When running with g.gisenv set=DEBUG=1, I get:
v.vect.stats -p points=gc type=centroid areas=grid_one_cat points_col=col countcol=count statscol=sum method=sum [...] D1/1: 9 cats loaded from vector (including duplicates) D1/1: 5 cats loaded from vector (unique) [...]
There should be only 1 unique cat.
The attached patch seems to solve this for me, but it needs testing and review.
Changed 4 years ago by
Attachment: | v_vect_stats_unique_cats.diff added |
---|
patch (against trunk) to correctly uniquify list of cats
comment:4 follow-up: 5 Changed 4 years ago by
I applied the patch and tested.
- For my data (615 points, 3600 areas split in 325 categories), I got Segmentation fault.
- For the data generated with the commands you just posted, the result looks fine when running v.vect.stats with -p flag.
GRASS 7.3.svn (nc_spm_08_grass7):~ > v.vect.stats -p points=gc type=centroid areas=grid_one_cat points_col=col countcol=count statscol=sum method=sum Selecting points for each area... 100% area_cat|count|sum 1|9|18
However, if you remove that flag, to actually update the attribute table (which for this case it is supposed to have only one category), I get:
GRASS 7.3.svn (nc_spm_08_grass7):~ > v.db.select grid_one_cat cat|row|col|rown|coln|count|sum 1|3|1|C|A|9|18 2|3|2|C|B|| 3|3|3|C|C|| 4|2|1|B|A|| 5|2|2|B|B|| 6|2|3|B|C|| 7|1|1|A|A|| 8|1|2|A|B|| 9|1|3|A|C||
Is there something wrong with v.db.select or with v.edit? I followed all your steps. But even if I do v.db.select grid_one_cat
before v.vect.stats (and after the v.edit step), I get all the old categories:
GRASS 7.3.svn (nc_spm_08_grass7):~ > v.db.select grid_one_cat cat|row|col|rown|coln 1|3|1|C|A 2|3|2|C|B 3|3|3|C|C 4|2|1|B|A 5|2|2|B|B 6|2|3|B|C 7|1|1|A|A 8|1|2|A|B 9|1|3|A|C
I'm lost...
comment:5 follow-up: 6 Changed 4 years ago by
Replying to veroandreo:
I applied the patch and tested.
- For my data (615 points, 3600 areas split in 325 categories), I got Segmentation fault.
Yes, i just noticed this for the original test data (test_areas, test_points) as well...
- For the data generated with the commands you just posted, the result looks fine when running v.vect.stats with -p flag.
GRASS 7.3.svn (nc_spm_08_grass7):~ > v.vect.stats -p points=gc type=centroid areas=grid_one_cat points_col=col countcol=count statscol=sum method=sum Selecting points for each area... 100% area_cat|count|sum 1|9|18However, if you remove that flag, to actually update the attribute table (which for this case it is supposed to have only one category), I get:
GRASS 7.3.svn (nc_spm_08_grass7):~ > v.db.select grid_one_cat cat|row|col|rown|coln|count|sum 1|3|1|C|A|9|18 2|3|2|C|B|| 3|3|3|C|C|| 4|2|1|B|A|| 5|2|2|B|B|| 6|2|3|B|C|| 7|1|1|A|A|| 8|1|2|A|B|| 9|1|3|A|C||Is there something wrong with v.db.select or with v.edit? I followed all your steps. But even if I do
v.db.select grid_one_cat
before v.vect.stats (and after the v.edit step), I get all the old categories:GRASS 7.3.svn (nc_spm_08_grass7):~ > v.db.select grid_one_cat cat|row|col|rown|coln 1|3|1|C|A 2|3|2|C|B 3|3|3|C|C 4|2|1|B|A 5|2|2|B|B 6|2|3|B|C 7|1|1|A|A 8|1|2|A|B 9|1|3|A|CI'm lost...

========================================

▸ Requirements
1. Repeat the part of the v.vect.stats thread that opens with the words containing "When running with" and closes with "testing and review.".
2. Condense the paragraph of the v.vect.stats thread beginning "Is there something wrong with v.db.select or with v.edit?" into a shorter version that keeps its main facts.
3. Continue the v.vect.stats thread from the point where it stops.

========================================

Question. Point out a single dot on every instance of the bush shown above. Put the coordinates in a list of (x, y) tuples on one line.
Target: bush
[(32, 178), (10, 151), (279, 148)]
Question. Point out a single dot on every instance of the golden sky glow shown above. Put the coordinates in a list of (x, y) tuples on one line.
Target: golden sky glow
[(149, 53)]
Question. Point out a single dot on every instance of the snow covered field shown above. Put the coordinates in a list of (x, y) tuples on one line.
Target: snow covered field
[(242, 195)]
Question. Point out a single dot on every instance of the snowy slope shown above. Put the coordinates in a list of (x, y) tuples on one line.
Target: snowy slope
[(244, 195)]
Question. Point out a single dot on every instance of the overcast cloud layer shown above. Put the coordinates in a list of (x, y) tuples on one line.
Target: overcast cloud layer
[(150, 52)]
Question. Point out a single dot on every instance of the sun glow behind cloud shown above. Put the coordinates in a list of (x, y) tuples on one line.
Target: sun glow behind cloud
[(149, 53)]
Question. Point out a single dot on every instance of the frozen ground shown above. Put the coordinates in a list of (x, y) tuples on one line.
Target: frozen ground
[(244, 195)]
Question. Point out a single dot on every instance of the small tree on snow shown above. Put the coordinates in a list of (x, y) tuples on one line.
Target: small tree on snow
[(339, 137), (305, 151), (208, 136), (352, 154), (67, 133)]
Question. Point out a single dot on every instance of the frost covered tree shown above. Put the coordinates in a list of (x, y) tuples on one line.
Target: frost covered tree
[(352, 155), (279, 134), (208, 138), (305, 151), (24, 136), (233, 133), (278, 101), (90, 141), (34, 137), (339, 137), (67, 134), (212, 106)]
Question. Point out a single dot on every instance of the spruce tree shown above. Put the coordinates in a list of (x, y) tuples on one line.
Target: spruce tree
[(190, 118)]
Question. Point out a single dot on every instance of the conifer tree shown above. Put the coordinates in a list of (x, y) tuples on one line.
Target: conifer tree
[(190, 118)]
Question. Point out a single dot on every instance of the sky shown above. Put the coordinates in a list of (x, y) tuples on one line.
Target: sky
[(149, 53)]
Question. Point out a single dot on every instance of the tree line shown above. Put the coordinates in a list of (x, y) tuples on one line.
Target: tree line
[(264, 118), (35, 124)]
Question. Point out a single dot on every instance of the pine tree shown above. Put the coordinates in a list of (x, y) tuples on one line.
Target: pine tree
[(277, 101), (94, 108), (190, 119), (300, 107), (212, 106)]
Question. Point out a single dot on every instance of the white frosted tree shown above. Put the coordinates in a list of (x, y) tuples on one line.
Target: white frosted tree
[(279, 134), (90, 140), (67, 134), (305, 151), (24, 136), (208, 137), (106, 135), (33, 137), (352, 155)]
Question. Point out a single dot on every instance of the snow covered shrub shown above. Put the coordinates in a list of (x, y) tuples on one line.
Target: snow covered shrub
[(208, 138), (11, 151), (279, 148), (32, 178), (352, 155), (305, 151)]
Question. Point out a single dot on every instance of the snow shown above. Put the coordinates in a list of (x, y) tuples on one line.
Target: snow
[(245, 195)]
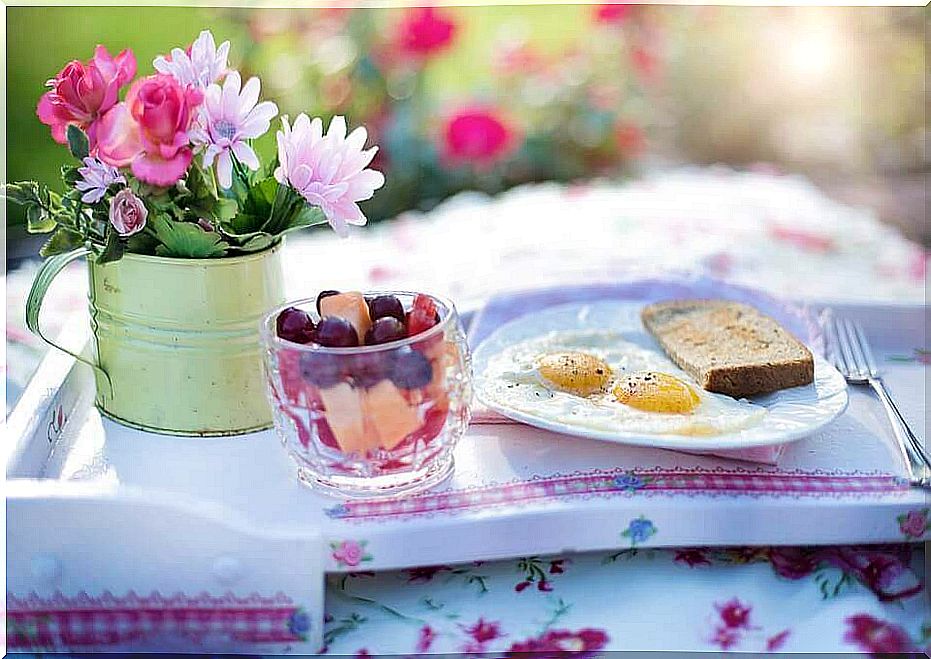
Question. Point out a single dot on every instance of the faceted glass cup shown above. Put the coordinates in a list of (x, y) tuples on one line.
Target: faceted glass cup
[(374, 420)]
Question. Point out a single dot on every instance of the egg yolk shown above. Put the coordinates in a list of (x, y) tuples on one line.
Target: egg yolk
[(656, 392), (576, 372)]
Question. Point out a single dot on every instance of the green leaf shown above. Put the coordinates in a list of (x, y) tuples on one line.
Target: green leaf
[(77, 142), (24, 193), (40, 204), (142, 243), (258, 242), (308, 216), (200, 184), (70, 175), (226, 210), (38, 220), (63, 240), (186, 240), (113, 249)]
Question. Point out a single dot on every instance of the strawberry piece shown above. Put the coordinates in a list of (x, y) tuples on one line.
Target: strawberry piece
[(422, 315)]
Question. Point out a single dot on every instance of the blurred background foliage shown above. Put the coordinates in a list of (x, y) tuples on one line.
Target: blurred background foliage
[(490, 97)]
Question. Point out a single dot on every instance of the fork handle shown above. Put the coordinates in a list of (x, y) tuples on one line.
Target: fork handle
[(915, 452)]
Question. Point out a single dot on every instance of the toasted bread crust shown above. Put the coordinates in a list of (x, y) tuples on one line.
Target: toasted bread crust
[(728, 347)]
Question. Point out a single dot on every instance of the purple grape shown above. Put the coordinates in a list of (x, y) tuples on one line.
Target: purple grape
[(320, 369), (367, 370), (322, 295), (295, 325), (335, 332), (385, 330), (411, 370), (385, 306)]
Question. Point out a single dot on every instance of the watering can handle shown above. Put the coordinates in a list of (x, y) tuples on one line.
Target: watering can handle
[(47, 273)]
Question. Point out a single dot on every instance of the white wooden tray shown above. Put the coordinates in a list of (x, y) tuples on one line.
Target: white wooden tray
[(100, 510)]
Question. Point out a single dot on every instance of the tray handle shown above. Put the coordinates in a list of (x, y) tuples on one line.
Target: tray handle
[(50, 269)]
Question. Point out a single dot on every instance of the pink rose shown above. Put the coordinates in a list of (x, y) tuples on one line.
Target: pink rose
[(127, 213), (349, 552), (477, 135), (149, 130), (914, 523), (81, 93)]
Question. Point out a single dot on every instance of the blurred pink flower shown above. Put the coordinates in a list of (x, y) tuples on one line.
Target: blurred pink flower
[(96, 177), (424, 32), (612, 13), (646, 64), (201, 65), (521, 60), (877, 636), (561, 642), (149, 131), (127, 213), (329, 171), (82, 92), (477, 135), (629, 139), (228, 118)]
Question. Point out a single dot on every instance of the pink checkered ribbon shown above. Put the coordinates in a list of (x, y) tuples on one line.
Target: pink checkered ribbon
[(646, 481)]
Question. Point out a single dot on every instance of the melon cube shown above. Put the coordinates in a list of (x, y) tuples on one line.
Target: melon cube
[(390, 414), (351, 307), (344, 414)]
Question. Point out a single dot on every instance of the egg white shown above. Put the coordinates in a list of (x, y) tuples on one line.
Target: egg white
[(511, 380)]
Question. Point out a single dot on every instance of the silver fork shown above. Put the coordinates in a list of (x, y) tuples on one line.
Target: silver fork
[(851, 354)]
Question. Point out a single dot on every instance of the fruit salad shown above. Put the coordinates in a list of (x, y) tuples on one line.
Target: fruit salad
[(370, 391)]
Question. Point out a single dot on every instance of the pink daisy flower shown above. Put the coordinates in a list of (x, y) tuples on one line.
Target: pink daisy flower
[(229, 117), (328, 170), (96, 177)]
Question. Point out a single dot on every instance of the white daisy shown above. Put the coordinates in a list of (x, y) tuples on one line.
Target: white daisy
[(229, 117), (201, 65)]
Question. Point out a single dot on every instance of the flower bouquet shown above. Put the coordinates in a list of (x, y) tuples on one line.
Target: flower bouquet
[(181, 223)]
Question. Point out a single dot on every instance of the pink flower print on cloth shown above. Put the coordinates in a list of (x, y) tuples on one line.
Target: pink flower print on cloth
[(914, 523), (350, 553)]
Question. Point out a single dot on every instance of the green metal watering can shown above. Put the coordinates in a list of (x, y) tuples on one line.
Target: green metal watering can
[(177, 346)]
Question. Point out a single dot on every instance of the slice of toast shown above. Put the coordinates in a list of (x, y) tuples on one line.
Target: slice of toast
[(728, 347)]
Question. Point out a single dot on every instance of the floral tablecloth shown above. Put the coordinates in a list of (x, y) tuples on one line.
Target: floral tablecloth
[(829, 599), (774, 232)]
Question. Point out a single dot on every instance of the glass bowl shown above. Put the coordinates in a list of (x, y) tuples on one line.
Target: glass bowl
[(372, 420)]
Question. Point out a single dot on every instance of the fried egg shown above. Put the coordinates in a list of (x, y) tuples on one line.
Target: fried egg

========================================

▸ Answers given
1.
When running with g.gisenv set=DEBUG=1, I get:
v.vect.stats -p points=gc type=centroid areas=grid_one_cat points_col=col countcol=count statscol=sum method=sum [...] D1/1: 9 cats loaded from vector (including duplicates) D1/1: 5 cats loaded from vector (unique) [...]
There should be only 1 unique cat.
The attached patch seems to solve this for me, but it needs testing and review.

2. The commenter asks whether the fault lies with v.db.select or with v.edit, having followed all the steps. Even when v.db.select grid_one_cat is run after the v.edit step and before v.vect.stats, the output still lists all the old categories, 1 through 9.

3.
This is normal: the table is not changed by the v.category commands, only the cat values. So all the old entries are still there. To make it really clean, one would have to run v.db.connect -d, db.droptable, v.db.addtable after the v.category command.
comment:6 Changed 4 years ago by
Replying to mlennert:
Replying to veroandreo:
I applied the patch and tested.
- For my data (615 points, 3600 areas split in 325 categories), I got Segmentation fault.
Yes, i just noticed this for the original test data (test_areas, test_points) as well...
I can get rid of the segfault, but results are still not good. I have the feeling the issue is more profound than what I initially thought, so it would be better if MarkusM had a look at it.
Changed 4 years ago by
Attachment: | v_vect_stats_unique_cats.2.diff added |
---|
comment:7 Changed 4 years ago by
Ah, when those itches itch...
Please try the second patch I just uploaded. It works for my two test cases.
I also modified the behavior concerning calculating averages. IIUC, the idea is that if original values are integers, the resulting average should also be integer. However, again IIUC, there was a floor() missing to actually make it integer after the 0.5. So I added this floor().
Please test if the results seem ok. We can then discuss the +0.5 issue...
comment:8 follow-up: 9 Changed 4 years ago by
When I apply this second patch (having the first already applied), I get:
[veroandreo@192 grass-7.3.svn]$ patch -p0 < v_vect_stats_unique_cats.2.diff patching file vector/v.vect.stats/main.c Hunk #2 FAILED at 100. Hunk #3 FAILED at 461. Hunk #4 succeeded at 660 (offset 2 lines). 2 out of 4 hunks FAILED — saving rejects to file vector/v.vect.stats/main.c.rej
If anyway I try to use v.vect.stats with the first test data (areas_test and points_test), I get Segmentation fault. But maybe that's because the patch is not fully/correctly applied? I'm using latest trunk revision (r69713M).
ps: thanks for clarification regarding v.category, v.db.update and so on
comment:9 Changed 4 years ago by
Replying to veroandreo:
When I apply this second patch (having the first already applied),
You likely need to revert the first patch if the second was generated against SVN.
svn revert file(s) # verify svn status
Then apply the second alias new patch (I didn't try myself but this would be the common procedure).
comment:10 follow-up: 11 Changed 4 years ago by
Ahhh! Thanks for the explanation :)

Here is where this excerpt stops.